**Kaynak metin**
★ ★ ★ ★ ★ ★ ★
Yaşamın çeşitli alanlarında yapay zeka teknolojilerinin artmasıyla birlikte, kullanımı savaş alanlarına da yayıldı, özellikle asimetrik çatışmalarda cepheler test ve geliştirme amaçlı canlı laboratuvarlara dönüştü.
Popüler Gazete'nin Muhammed Mansur imzalı analizden aktardığına göre bu cephelerin başında, İsrail'in askeri operasyonlarında yapay zeka sistemlerini ileri düzeyde kullandığı Gazze ve Lübnan geliyor.
İsrail ordusunun son aylarda özellikle Gazze Şeridi ve Lübnan'daki askeri operasyonlarını desteklemek için gelişmiş yapay zeka sistemlerine güvenmesi, bu kullanımın etik ve yasal boyutları konusundaki soruları gündeme getirdi.
Bu teknolojilerin geliştirilmesinde önemli bir rol oynayan İstihbarat Birimi 8200, savaş alanından gelen büyük verileri izlemek ve analiz etmek için yapay zeka tabanlı programlar geliştiren teknoloji uzmanlarını içeriyor.
Birim 8200, "The Studio" adlı bir inovasyon merkezi kurarak, yapay zeka projelerinin eşleşme çalışmalarını yürütüyor.
Siber kol
İsrail'in en büyük istihbarat teşkilatı olan Aman'ın siber kolu olan 8200 Birimi, 1952 yılında ABD askeri teçhizatı kullanılarak kuruldu.
Siber casusluk operasyonlarını yönetmek, sinyalleri toplamak, kodları çözmek ve siber savaş yürütmek amacıyla da çok uzun yıllar önce modernize edildi.
★ ★ ★ ★ ★ ★ ★
**Kısa alıştırma A**
Yapay zekanın savaşta kullanımıyla ilgili metne göre aşağıdaki soruları yanıtlayın.
(i) Popüler Gazete'nin aktardığı analiz kimin imzasını taşıyor?
(ii) Birim 8200'ün kurduğu inovasyon merkezinin adı nedir?
(iii) 8200 Birimi hangi yılda kuruldu?

**Verilen kayıtlar**
★ ★ ★ ★ ★ ★ ★
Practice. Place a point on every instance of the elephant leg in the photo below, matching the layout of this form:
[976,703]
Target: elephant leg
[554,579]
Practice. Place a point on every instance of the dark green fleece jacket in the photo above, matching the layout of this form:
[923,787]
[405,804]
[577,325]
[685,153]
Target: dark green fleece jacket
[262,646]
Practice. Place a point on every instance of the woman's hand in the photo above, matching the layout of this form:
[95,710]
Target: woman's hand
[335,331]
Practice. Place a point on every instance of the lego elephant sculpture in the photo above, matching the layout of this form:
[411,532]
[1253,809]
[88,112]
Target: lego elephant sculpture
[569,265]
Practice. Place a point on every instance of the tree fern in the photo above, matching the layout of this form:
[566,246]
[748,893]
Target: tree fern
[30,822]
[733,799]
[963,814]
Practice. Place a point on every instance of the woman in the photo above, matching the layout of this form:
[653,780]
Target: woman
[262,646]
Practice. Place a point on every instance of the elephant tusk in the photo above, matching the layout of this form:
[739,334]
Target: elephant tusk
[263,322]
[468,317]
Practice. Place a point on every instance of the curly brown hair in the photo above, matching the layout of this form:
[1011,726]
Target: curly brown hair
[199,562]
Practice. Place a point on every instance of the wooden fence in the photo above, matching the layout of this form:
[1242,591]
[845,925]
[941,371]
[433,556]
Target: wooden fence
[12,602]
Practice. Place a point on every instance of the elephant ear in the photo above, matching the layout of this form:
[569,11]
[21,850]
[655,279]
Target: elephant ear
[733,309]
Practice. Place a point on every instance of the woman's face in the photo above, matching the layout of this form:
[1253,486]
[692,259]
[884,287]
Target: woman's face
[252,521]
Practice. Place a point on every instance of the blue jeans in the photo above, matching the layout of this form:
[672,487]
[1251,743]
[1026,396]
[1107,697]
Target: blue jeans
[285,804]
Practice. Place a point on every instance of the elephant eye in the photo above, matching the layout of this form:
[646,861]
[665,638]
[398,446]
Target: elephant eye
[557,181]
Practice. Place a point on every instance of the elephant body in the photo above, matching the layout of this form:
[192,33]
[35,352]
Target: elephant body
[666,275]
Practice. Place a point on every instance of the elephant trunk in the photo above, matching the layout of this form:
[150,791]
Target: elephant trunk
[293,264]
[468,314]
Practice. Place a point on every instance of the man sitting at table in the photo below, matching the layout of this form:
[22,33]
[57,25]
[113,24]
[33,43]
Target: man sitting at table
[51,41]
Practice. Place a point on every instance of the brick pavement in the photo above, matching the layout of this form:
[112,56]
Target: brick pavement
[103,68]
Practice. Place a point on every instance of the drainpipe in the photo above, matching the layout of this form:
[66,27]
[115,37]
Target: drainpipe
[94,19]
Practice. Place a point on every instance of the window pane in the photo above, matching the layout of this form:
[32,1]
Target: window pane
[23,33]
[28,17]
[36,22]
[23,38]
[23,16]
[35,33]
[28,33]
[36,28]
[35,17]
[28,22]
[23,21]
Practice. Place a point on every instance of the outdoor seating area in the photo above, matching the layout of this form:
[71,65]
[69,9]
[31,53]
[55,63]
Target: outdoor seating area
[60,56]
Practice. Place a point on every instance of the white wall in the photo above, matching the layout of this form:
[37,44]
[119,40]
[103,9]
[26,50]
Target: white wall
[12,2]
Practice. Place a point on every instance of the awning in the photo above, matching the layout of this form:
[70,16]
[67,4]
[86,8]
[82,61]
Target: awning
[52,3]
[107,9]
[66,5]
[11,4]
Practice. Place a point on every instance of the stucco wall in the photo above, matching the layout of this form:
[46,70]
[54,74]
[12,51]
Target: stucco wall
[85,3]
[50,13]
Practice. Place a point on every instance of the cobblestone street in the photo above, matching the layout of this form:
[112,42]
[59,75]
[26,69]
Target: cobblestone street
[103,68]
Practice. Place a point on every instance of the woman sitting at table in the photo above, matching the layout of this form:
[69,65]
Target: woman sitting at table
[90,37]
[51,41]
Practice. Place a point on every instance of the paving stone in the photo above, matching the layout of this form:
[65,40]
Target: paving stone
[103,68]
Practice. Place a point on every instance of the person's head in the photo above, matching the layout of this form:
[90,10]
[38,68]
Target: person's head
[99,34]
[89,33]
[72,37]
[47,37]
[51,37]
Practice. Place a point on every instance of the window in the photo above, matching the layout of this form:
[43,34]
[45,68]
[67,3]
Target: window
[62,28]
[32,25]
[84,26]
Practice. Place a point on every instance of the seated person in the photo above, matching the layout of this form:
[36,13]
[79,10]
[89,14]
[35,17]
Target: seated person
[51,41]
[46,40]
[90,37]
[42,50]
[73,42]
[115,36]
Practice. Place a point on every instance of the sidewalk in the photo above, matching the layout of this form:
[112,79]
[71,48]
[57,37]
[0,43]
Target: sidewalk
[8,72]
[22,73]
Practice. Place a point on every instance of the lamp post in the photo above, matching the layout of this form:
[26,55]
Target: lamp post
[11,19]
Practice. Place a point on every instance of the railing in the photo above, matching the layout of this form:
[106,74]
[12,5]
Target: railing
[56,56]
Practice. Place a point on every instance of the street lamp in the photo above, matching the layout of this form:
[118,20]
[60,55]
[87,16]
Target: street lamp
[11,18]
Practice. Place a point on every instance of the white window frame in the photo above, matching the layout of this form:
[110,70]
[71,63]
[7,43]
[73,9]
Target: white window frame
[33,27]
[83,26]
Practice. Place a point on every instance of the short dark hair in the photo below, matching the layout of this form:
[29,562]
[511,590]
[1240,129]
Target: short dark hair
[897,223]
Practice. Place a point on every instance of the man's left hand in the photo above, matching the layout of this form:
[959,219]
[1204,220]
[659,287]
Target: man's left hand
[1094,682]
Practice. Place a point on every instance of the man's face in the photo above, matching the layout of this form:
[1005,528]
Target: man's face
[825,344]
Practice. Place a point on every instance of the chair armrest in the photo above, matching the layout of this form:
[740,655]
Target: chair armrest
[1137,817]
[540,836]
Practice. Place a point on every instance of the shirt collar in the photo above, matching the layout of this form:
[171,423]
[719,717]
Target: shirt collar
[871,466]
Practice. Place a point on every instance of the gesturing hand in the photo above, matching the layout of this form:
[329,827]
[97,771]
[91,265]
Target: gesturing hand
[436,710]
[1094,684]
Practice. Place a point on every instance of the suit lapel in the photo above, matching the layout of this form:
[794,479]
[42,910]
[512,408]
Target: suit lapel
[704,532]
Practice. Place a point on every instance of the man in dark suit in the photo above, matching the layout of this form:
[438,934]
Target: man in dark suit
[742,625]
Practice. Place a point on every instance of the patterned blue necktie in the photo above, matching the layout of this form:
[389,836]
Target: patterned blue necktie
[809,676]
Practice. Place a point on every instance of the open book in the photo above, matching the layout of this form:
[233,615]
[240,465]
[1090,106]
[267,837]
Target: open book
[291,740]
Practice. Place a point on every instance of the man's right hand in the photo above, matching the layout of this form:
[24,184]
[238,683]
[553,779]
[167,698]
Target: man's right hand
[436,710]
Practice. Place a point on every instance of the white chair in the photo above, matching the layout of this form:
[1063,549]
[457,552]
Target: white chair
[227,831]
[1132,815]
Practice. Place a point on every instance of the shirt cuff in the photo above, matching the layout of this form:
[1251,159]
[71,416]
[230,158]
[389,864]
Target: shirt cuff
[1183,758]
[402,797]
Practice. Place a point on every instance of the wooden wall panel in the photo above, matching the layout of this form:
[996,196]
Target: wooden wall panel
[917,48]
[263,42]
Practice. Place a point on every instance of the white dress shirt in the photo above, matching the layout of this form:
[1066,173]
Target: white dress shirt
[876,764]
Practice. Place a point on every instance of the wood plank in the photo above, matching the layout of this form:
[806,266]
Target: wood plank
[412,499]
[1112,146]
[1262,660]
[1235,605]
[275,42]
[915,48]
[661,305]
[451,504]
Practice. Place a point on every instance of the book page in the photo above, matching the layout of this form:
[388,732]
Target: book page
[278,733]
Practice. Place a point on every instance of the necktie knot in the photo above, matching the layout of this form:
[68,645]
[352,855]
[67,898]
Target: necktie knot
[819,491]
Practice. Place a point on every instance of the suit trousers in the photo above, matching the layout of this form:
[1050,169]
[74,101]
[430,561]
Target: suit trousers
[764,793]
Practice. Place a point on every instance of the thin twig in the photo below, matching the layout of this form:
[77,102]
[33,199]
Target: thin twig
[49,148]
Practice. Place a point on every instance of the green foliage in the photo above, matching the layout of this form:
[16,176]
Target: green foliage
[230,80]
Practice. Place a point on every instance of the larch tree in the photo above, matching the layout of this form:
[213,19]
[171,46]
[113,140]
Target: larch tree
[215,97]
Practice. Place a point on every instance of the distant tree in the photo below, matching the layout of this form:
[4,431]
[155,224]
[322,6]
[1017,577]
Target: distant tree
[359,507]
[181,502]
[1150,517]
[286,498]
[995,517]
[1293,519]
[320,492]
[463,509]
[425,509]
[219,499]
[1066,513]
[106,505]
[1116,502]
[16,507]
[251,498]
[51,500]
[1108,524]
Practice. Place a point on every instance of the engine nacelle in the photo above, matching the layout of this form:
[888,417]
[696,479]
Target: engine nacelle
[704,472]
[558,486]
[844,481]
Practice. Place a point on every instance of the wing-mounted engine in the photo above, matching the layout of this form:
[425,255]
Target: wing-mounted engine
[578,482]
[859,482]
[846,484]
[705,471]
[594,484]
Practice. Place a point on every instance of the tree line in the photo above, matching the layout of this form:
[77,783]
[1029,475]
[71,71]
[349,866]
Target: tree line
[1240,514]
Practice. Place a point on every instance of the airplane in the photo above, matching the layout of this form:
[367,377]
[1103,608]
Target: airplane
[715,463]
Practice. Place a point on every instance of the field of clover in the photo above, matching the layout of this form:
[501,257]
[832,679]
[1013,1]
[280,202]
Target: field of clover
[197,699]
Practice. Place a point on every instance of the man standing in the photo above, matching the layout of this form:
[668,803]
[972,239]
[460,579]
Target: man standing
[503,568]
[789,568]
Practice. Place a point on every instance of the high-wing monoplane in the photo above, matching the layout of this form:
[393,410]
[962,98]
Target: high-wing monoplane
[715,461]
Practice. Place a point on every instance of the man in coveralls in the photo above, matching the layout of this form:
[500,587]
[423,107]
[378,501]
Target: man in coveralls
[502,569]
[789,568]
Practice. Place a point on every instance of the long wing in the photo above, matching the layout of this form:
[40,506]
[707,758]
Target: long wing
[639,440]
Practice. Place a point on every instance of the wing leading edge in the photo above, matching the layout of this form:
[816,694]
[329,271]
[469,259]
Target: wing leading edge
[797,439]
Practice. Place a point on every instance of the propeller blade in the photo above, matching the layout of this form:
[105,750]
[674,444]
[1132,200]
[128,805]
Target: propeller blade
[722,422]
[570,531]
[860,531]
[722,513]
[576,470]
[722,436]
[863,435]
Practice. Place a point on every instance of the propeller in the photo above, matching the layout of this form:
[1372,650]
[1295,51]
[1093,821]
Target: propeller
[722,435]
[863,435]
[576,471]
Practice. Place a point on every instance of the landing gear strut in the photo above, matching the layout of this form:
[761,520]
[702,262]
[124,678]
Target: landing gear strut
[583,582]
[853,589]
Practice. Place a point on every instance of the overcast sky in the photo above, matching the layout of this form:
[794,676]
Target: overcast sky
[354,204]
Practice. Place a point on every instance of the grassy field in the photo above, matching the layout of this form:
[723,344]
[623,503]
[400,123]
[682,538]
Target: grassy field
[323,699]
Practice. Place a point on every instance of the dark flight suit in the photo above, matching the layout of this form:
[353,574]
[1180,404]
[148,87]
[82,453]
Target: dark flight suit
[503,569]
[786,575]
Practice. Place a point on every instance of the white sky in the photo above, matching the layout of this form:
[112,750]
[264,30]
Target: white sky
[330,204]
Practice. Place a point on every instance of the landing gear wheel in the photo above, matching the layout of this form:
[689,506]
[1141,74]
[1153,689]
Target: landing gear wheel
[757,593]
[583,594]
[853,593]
★ ★ ★ ★ ★ ★ ★
**Kısa alıştırma B**
Kayıtlarda "Practice. Place a point on every instance of the grassy" ifadesinin geçtiği satırdan başlayıp kayıtların sonuna kadar uzanan satırları, iki uç da dahil olmak üzere, hiçbir değişiklik yapmadan aktarın.

**Doğru cevap A**
(i) Muhammed Mansur
(ii) The Studio
(iii) 1952

**Doğru cevap B**
Practice. Place a point on every instance of the grassy field in the photo above, matching the layout of this form:
[723,344]
[623,503]
[400,123]
[682,538]
Target: grassy field
[323,699]
Practice. Place a point on every instance of the dark flight suit in the photo above, matching the layout of this form:
[353,574]
[1180,404]
[148,87]
[82,453]
Target: dark flight suit
[503,569]
[786,575]
Practice. Place a point on every instance of the white sky in the photo above, matching the layout of this form:
[112,750]
[264,30]
Target: white sky
[330,204]
Practice. Place a point on every instance of the landing gear wheel in the photo above, matching the layout of this form:
[689,506]
[1141,74]
[1153,689]
Target: landing gear wheel
[757,593]
[583,594]
[853,593]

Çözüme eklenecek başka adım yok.